Reviews

Crawl, Fade to White

Sheila Callaghan’s new play about a daughter’s homecoming is full of superlative performances and indelible images.

Carla Harting, Black-Eyed Susan, and Matthew Lewis
in Crawl, Fade to White
(© Jim Baldassare)
Carla Harting, Black-Eyed Susan, and Matthew Lewis
in Crawl, Fade to White
(© Jim Baldassare)

Flouting its cinematic title, Sheila Callaghan’s latest,
Crawl, Fade to White, being presented by 13P at the Ideal Glass Gallery, is packed with indelible images: Dan and Fran, an elderly couple (Matthew Lewis and Black-Eyed Susan) in party hats slowly gyrating to a tired tape of Chubby Checker, or a fragile geek of a college girl, April (Jocelyn Kuritsky), sputtering her way into a fit of trembling so intense that she seems capable of splitting her own atoms.

April has come home with a boyfriend, Nolan (Matthew roi Berger), to steal a family heirloom from her icy beauty of a mother, Louise (Carla Harting). What April finds instead in the curiously stripped abode is a photo of her vanished father, who met Louise — then a spoiled rich girl of 15 — as their hands met over “the bloody matted hair” of a dog hit by the taxi in which she was riding.

It’s kismet — except that in flashbacks (in which Shawtane Monroe Bowen plays the animal rescue worker who soon fled their ratty love nest), there’s no mistaking the depth of the mismatch. You can take the girl out of finishing school; but it’s tougher to eradicate her cravings for the finer things in the life and the accoutrements of beauty. It’s actually quite late in the play that we learn the degradation to which her tastes have led Louise.

Provided records:

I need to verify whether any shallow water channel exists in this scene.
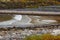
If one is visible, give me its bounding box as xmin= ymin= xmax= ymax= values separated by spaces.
xmin=0 ymin=15 xmax=60 ymax=26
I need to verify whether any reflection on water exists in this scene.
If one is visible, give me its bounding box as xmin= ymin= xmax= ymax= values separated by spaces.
xmin=0 ymin=15 xmax=60 ymax=25
xmin=0 ymin=14 xmax=12 ymax=22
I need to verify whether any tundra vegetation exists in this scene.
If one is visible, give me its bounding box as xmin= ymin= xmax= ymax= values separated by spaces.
xmin=24 ymin=34 xmax=60 ymax=40
xmin=0 ymin=0 xmax=60 ymax=9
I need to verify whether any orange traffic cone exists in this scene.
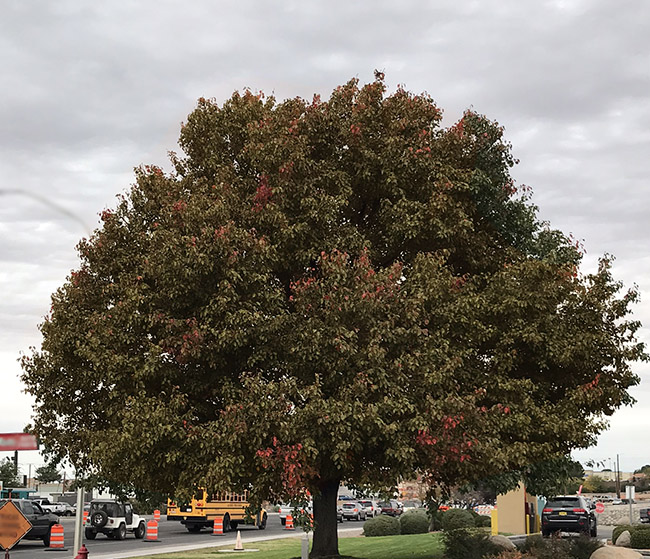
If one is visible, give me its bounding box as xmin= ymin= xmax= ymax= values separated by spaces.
xmin=212 ymin=517 xmax=223 ymax=536
xmin=235 ymin=530 xmax=244 ymax=551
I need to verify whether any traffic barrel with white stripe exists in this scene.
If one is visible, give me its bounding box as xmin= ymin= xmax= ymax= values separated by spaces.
xmin=45 ymin=524 xmax=67 ymax=551
xmin=144 ymin=520 xmax=160 ymax=542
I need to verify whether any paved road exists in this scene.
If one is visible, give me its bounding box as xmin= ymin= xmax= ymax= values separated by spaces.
xmin=10 ymin=513 xmax=363 ymax=559
xmin=10 ymin=513 xmax=613 ymax=559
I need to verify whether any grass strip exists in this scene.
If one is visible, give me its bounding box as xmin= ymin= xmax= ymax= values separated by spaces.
xmin=138 ymin=534 xmax=443 ymax=559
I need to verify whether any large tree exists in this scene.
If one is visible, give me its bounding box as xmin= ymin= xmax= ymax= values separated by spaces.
xmin=23 ymin=74 xmax=643 ymax=556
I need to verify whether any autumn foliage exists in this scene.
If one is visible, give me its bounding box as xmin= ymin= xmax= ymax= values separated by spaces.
xmin=23 ymin=75 xmax=643 ymax=555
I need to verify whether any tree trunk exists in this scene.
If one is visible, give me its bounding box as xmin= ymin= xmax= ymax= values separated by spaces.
xmin=309 ymin=480 xmax=339 ymax=558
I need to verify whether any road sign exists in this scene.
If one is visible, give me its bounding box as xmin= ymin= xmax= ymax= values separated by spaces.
xmin=0 ymin=501 xmax=32 ymax=550
xmin=0 ymin=433 xmax=38 ymax=451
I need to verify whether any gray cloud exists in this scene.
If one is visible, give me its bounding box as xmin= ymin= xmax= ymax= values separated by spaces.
xmin=0 ymin=0 xmax=650 ymax=467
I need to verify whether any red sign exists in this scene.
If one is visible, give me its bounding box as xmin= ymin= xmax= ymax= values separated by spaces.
xmin=0 ymin=433 xmax=38 ymax=451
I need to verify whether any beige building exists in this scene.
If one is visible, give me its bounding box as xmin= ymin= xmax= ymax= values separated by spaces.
xmin=585 ymin=470 xmax=634 ymax=481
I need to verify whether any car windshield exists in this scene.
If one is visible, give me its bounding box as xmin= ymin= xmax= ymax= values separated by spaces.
xmin=546 ymin=497 xmax=580 ymax=509
xmin=90 ymin=503 xmax=122 ymax=517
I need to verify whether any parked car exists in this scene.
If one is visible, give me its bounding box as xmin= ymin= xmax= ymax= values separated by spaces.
xmin=542 ymin=495 xmax=598 ymax=538
xmin=278 ymin=501 xmax=314 ymax=526
xmin=402 ymin=499 xmax=422 ymax=512
xmin=0 ymin=499 xmax=59 ymax=547
xmin=84 ymin=499 xmax=146 ymax=540
xmin=32 ymin=497 xmax=67 ymax=514
xmin=357 ymin=499 xmax=381 ymax=518
xmin=639 ymin=508 xmax=650 ymax=524
xmin=56 ymin=502 xmax=77 ymax=516
xmin=341 ymin=501 xmax=367 ymax=520
xmin=379 ymin=500 xmax=404 ymax=516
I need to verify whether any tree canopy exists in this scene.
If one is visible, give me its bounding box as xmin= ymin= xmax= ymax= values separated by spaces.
xmin=23 ymin=74 xmax=644 ymax=556
xmin=34 ymin=462 xmax=62 ymax=483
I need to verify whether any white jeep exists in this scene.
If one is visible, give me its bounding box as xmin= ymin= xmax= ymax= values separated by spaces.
xmin=84 ymin=499 xmax=147 ymax=540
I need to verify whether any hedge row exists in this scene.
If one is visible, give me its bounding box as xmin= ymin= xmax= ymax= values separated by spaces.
xmin=612 ymin=524 xmax=650 ymax=549
xmin=363 ymin=510 xmax=429 ymax=537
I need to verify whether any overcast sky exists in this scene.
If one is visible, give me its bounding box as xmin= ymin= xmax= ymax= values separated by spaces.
xmin=0 ymin=0 xmax=650 ymax=473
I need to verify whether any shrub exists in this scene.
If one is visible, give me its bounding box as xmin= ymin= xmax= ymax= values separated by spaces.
xmin=399 ymin=510 xmax=429 ymax=534
xmin=442 ymin=509 xmax=474 ymax=532
xmin=612 ymin=524 xmax=634 ymax=543
xmin=530 ymin=536 xmax=571 ymax=559
xmin=363 ymin=515 xmax=400 ymax=538
xmin=630 ymin=526 xmax=650 ymax=549
xmin=442 ymin=528 xmax=502 ymax=559
xmin=474 ymin=516 xmax=492 ymax=528
xmin=568 ymin=534 xmax=603 ymax=559
xmin=427 ymin=509 xmax=445 ymax=531
xmin=517 ymin=534 xmax=545 ymax=555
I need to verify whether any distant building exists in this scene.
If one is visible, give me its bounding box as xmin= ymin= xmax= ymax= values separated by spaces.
xmin=585 ymin=470 xmax=638 ymax=481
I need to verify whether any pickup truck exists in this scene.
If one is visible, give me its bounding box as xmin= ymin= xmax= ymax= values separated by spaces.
xmin=32 ymin=499 xmax=66 ymax=516
xmin=639 ymin=508 xmax=650 ymax=524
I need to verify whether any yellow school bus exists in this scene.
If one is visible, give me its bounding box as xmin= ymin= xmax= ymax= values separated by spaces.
xmin=167 ymin=489 xmax=267 ymax=532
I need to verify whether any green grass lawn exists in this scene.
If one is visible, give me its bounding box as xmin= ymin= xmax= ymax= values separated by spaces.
xmin=134 ymin=534 xmax=443 ymax=559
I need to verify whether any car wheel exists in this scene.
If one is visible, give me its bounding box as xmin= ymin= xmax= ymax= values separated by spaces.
xmin=90 ymin=510 xmax=108 ymax=528
xmin=42 ymin=526 xmax=52 ymax=554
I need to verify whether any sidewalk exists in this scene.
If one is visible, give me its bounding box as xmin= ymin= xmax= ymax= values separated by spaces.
xmin=83 ymin=527 xmax=363 ymax=559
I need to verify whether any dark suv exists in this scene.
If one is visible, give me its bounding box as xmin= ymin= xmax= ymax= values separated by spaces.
xmin=542 ymin=495 xmax=598 ymax=538
xmin=0 ymin=499 xmax=59 ymax=547
xmin=379 ymin=500 xmax=402 ymax=516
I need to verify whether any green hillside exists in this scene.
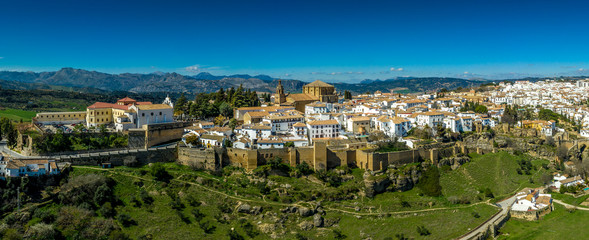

Set exercise 1:
Update the review by rewriting the passage starting at "April has come" and ending at "she was riding.", with "heirloom" replaced by "keepsake".
Set exercise 2:
Which characters in the play does the review identify by name?

Task result 1:
April has come home with a boyfriend, Nolan (Matthew roi Berger), to steal a family keepsake from her icy beauty of a mother, Louise (Carla Harting). What April finds instead in the curiously stripped abode is a photo of her vanished father, who met Louise — then a spoiled rich girl of 15 — as their hands met over “the bloody matted hair” of a dog hit by the taxi in which she was riding.

Task result 2:
Dan
Fran
April
Nolan
Louise